_WHAT IS EXPECTED_. Please find every line in the items below that contains the word "wing" and copy each one as it appears.

_DATA ENTRIES_.

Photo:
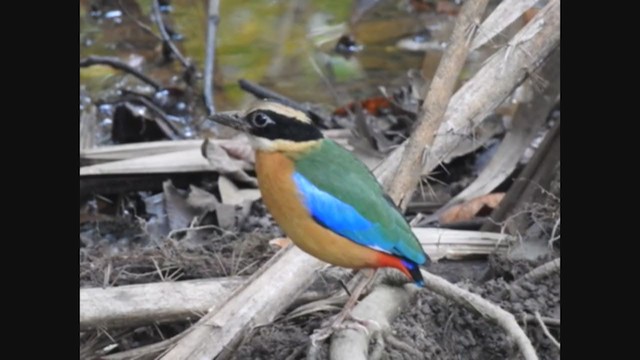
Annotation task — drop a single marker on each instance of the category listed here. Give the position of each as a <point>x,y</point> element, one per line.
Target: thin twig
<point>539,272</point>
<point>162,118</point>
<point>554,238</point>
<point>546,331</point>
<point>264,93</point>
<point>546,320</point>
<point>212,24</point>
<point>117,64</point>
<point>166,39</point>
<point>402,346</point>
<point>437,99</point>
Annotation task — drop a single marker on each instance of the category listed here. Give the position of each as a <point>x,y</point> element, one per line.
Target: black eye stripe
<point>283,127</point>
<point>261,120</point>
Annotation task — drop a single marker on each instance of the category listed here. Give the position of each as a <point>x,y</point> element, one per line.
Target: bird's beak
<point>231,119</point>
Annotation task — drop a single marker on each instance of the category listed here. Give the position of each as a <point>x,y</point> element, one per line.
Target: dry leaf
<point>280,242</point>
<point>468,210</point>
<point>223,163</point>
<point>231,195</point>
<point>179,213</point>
* * *
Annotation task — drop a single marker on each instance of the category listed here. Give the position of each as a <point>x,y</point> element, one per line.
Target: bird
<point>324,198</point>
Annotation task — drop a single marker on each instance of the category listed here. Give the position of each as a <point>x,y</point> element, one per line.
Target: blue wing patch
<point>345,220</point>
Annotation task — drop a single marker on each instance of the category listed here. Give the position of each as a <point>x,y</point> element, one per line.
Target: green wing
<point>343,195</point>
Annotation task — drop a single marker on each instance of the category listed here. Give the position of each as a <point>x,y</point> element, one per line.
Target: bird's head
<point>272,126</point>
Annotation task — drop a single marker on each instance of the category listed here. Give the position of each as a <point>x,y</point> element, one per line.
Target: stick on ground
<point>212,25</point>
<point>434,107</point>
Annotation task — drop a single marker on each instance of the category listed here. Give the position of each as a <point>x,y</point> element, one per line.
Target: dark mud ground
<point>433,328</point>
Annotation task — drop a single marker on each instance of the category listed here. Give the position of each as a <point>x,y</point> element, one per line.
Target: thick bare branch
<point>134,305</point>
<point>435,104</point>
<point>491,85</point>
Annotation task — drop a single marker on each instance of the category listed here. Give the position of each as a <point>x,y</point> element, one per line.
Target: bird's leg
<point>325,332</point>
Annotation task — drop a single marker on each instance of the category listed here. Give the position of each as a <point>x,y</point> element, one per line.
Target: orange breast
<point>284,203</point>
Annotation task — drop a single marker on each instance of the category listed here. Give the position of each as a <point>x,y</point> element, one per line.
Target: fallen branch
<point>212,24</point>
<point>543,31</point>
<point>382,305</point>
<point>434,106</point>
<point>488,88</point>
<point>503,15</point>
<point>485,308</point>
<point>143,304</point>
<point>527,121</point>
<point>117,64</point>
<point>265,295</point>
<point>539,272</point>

_FULL ANSWER_.
Target: blue wing patch
Target: green wing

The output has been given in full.